▶ WORK TO BE COMPLETED
Check each line of the entries for "cocoa" and report the ones that have it.

▶ RECORDS
+++
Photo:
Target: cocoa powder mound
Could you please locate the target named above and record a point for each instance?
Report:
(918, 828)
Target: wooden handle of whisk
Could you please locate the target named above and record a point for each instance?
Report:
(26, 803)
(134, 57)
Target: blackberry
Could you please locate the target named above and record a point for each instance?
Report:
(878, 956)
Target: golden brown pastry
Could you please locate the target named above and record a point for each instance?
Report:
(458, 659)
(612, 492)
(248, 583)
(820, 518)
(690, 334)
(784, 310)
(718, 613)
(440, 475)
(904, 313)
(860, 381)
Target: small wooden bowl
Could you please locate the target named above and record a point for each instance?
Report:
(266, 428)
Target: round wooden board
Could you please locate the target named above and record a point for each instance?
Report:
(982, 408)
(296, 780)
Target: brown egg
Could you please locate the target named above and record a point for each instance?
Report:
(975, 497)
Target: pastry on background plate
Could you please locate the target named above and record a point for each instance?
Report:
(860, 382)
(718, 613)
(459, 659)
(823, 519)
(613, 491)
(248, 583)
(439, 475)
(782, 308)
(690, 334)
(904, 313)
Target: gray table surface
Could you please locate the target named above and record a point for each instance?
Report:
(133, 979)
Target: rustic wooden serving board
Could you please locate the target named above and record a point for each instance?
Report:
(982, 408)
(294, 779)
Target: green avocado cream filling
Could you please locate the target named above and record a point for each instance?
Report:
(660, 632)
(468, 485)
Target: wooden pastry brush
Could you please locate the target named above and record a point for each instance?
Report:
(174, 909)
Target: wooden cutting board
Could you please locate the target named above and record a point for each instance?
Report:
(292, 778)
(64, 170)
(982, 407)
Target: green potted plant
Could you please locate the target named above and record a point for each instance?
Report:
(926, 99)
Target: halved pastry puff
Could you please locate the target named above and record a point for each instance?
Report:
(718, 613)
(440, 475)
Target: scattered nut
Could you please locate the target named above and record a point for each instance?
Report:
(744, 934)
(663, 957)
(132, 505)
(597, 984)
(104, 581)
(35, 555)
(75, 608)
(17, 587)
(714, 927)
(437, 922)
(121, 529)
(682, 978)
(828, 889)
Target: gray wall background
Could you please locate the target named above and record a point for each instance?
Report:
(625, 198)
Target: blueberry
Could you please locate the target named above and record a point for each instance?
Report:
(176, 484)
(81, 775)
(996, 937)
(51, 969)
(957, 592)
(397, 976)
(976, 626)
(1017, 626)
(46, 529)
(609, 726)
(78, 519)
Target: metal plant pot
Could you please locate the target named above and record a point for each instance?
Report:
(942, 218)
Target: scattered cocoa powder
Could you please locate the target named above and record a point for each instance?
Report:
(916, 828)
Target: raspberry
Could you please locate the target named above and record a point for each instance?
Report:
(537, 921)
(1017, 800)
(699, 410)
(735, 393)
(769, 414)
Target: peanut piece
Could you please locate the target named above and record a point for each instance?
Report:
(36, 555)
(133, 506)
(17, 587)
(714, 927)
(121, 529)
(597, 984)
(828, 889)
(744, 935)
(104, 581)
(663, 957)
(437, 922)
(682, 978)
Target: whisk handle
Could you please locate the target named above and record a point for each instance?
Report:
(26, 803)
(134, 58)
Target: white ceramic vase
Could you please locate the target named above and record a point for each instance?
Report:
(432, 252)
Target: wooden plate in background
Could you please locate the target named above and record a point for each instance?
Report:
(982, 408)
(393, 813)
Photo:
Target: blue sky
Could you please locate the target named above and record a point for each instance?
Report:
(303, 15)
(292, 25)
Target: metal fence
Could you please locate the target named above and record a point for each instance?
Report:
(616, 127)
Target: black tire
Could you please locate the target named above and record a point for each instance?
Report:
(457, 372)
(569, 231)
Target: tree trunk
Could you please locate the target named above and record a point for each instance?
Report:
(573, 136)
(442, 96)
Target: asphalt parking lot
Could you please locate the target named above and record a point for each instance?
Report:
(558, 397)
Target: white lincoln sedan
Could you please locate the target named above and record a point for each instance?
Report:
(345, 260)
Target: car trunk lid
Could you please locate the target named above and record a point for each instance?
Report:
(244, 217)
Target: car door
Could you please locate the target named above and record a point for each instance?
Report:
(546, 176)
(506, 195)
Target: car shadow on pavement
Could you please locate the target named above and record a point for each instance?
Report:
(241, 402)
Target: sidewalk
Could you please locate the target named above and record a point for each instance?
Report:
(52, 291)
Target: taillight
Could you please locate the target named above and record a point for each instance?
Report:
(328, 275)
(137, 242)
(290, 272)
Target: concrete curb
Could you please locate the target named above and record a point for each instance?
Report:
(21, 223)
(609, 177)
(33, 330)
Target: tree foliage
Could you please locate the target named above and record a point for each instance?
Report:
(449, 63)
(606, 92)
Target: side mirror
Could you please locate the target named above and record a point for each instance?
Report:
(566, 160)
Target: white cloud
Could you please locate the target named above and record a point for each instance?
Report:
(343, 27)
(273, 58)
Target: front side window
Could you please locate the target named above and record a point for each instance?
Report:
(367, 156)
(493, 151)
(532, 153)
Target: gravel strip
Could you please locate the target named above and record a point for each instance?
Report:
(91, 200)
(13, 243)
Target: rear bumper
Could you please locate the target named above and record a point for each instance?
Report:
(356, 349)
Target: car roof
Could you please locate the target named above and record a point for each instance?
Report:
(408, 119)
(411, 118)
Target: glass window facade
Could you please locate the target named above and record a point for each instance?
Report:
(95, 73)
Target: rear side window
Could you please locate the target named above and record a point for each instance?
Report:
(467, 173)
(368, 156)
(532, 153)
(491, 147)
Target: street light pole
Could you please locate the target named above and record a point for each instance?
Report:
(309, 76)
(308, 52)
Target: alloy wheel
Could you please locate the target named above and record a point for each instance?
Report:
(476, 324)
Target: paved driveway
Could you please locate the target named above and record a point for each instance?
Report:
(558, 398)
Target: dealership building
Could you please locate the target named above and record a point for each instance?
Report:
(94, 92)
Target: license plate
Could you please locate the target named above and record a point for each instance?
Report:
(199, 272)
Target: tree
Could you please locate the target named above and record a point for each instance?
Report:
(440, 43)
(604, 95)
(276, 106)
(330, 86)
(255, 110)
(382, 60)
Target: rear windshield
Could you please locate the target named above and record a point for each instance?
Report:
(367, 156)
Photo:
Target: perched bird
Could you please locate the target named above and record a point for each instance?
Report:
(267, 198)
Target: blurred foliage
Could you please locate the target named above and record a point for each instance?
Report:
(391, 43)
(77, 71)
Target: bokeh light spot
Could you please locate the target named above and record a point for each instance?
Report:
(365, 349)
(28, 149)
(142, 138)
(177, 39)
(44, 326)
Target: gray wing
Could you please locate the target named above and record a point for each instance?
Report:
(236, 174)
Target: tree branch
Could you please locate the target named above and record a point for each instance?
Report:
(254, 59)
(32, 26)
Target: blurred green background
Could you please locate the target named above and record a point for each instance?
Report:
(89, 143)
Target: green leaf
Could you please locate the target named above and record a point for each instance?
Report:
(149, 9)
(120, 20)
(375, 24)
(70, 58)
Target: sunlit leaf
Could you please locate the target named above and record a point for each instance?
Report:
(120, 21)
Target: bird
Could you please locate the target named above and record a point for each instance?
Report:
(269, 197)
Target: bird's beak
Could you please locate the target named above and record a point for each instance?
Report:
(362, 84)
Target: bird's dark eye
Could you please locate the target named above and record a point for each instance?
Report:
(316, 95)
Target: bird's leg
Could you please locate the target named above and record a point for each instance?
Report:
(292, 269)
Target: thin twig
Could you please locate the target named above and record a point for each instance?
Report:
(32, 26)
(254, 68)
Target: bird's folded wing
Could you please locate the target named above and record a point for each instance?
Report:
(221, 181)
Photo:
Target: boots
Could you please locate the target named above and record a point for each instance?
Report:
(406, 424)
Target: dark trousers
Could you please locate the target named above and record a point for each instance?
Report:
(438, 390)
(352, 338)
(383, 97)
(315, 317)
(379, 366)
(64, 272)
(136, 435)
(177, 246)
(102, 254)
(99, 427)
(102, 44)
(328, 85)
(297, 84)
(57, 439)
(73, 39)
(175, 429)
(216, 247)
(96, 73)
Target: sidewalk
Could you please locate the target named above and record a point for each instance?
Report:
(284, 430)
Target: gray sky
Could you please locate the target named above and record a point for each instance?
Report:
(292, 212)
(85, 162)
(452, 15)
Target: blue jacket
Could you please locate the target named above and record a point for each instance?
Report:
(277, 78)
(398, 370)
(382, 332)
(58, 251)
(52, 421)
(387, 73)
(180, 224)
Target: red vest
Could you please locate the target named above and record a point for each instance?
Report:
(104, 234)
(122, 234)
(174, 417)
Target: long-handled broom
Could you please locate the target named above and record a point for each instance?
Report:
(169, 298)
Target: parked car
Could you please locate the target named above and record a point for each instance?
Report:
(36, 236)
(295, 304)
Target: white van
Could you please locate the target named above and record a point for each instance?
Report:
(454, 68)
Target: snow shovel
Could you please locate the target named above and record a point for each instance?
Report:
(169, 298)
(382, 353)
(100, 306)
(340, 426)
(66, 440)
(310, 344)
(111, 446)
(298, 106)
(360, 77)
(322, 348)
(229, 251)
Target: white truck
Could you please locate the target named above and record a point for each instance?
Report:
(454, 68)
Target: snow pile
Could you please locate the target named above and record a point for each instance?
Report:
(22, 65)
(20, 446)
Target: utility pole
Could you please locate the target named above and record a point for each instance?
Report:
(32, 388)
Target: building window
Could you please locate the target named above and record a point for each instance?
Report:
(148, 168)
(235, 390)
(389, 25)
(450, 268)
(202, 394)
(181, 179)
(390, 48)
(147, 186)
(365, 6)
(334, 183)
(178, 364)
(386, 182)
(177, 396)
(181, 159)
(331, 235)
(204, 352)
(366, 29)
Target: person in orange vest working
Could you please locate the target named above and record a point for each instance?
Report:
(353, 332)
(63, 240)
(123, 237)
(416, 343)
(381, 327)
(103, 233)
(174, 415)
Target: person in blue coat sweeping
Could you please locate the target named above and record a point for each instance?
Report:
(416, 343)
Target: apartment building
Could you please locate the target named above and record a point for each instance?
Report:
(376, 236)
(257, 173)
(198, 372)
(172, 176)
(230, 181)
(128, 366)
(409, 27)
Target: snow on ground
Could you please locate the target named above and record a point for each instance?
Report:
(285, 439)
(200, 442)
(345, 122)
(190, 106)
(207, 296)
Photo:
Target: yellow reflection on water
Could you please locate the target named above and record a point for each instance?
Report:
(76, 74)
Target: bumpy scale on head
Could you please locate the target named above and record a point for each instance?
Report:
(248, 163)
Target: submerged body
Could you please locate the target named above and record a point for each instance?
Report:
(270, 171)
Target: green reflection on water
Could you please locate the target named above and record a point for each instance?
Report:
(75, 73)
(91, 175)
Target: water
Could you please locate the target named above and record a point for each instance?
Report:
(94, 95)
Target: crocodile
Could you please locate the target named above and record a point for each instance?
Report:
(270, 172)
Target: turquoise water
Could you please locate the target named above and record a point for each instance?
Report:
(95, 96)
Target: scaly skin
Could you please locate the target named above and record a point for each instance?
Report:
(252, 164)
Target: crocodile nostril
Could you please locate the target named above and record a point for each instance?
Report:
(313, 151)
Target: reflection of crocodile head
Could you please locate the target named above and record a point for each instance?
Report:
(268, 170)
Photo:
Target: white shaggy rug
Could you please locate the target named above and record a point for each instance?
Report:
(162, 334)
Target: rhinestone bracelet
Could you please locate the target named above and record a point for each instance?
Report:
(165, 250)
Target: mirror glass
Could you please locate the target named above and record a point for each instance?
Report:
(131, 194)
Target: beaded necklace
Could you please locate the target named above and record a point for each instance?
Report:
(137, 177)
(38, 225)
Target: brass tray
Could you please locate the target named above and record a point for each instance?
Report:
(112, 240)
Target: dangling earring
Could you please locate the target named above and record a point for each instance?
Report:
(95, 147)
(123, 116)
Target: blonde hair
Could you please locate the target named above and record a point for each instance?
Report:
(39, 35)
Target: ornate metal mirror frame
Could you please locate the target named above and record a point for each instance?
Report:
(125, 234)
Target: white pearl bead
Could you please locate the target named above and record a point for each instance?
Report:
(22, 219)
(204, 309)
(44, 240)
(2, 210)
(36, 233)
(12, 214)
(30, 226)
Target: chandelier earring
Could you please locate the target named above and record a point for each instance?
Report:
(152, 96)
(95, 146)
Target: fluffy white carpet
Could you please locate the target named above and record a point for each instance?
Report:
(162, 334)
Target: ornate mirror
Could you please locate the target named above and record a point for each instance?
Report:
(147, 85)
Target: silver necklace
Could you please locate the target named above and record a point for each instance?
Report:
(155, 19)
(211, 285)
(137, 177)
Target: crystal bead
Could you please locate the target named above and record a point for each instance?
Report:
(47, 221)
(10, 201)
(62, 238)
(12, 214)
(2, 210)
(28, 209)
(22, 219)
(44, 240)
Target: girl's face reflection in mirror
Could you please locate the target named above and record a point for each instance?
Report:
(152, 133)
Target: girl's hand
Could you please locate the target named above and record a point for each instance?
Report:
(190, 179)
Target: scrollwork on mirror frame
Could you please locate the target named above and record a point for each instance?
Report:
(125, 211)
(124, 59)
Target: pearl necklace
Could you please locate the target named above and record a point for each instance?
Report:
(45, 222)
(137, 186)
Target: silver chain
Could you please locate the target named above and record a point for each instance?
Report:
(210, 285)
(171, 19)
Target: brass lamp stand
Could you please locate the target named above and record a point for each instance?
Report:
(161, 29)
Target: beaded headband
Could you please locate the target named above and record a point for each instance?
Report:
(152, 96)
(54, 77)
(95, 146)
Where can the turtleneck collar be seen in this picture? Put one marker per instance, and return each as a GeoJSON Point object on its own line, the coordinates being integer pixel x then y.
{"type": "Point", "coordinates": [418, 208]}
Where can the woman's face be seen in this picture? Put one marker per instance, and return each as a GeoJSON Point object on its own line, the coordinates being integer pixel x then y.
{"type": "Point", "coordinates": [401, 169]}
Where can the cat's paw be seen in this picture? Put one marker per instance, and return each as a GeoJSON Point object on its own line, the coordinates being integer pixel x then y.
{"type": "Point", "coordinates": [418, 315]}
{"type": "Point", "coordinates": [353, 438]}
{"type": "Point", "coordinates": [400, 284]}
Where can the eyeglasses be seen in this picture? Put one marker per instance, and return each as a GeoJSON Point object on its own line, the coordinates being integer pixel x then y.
+++
▶ SOLVED EXERCISE
Target: cocoa powder mound
Target: scattered cocoa powder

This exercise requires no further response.